■ **Do this**:
Please list each line of the records below that contains the word "standing".

----

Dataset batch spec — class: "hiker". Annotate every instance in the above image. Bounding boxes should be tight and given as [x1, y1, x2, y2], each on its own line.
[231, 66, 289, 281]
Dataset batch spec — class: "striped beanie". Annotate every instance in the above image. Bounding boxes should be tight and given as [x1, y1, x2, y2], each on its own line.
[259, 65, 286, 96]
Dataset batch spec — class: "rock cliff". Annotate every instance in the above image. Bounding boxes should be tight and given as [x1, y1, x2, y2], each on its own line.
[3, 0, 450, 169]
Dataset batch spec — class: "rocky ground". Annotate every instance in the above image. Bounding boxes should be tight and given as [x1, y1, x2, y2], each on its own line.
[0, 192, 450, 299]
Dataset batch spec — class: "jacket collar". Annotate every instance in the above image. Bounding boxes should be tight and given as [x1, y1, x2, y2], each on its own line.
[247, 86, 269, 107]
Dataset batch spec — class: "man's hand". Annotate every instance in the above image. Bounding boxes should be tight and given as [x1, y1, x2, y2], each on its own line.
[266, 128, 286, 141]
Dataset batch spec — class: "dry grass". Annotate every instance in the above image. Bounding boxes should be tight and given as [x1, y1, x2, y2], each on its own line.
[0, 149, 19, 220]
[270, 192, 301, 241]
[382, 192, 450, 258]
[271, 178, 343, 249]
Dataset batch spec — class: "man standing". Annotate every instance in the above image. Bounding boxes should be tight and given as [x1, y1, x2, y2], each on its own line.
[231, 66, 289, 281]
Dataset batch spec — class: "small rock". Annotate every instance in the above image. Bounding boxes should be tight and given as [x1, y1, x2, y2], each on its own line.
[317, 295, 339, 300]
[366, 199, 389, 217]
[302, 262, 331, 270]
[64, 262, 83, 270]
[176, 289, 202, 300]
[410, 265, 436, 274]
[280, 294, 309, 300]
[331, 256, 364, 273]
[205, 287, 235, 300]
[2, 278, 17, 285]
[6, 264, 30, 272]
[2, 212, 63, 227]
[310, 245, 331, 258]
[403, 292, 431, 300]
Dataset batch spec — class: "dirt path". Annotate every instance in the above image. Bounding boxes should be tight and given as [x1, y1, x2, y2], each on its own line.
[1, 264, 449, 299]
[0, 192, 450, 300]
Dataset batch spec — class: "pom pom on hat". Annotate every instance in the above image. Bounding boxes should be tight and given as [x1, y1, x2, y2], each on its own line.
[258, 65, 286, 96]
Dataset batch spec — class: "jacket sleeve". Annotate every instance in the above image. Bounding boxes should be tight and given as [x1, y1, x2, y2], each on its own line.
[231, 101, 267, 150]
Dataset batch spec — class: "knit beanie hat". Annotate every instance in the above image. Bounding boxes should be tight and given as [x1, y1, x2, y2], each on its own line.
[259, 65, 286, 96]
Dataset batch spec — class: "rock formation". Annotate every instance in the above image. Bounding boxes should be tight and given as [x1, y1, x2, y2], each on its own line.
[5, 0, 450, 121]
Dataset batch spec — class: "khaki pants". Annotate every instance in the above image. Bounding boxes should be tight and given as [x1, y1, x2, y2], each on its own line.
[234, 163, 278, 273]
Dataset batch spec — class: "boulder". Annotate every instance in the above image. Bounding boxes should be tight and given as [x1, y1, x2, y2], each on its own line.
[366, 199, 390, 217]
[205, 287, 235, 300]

----

■ **Output**:
Dataset batch spec — class: "man standing". Annotate every instance in the above image. Bounding boxes should be tight and given as [x1, y1, x2, y2], each on its own line.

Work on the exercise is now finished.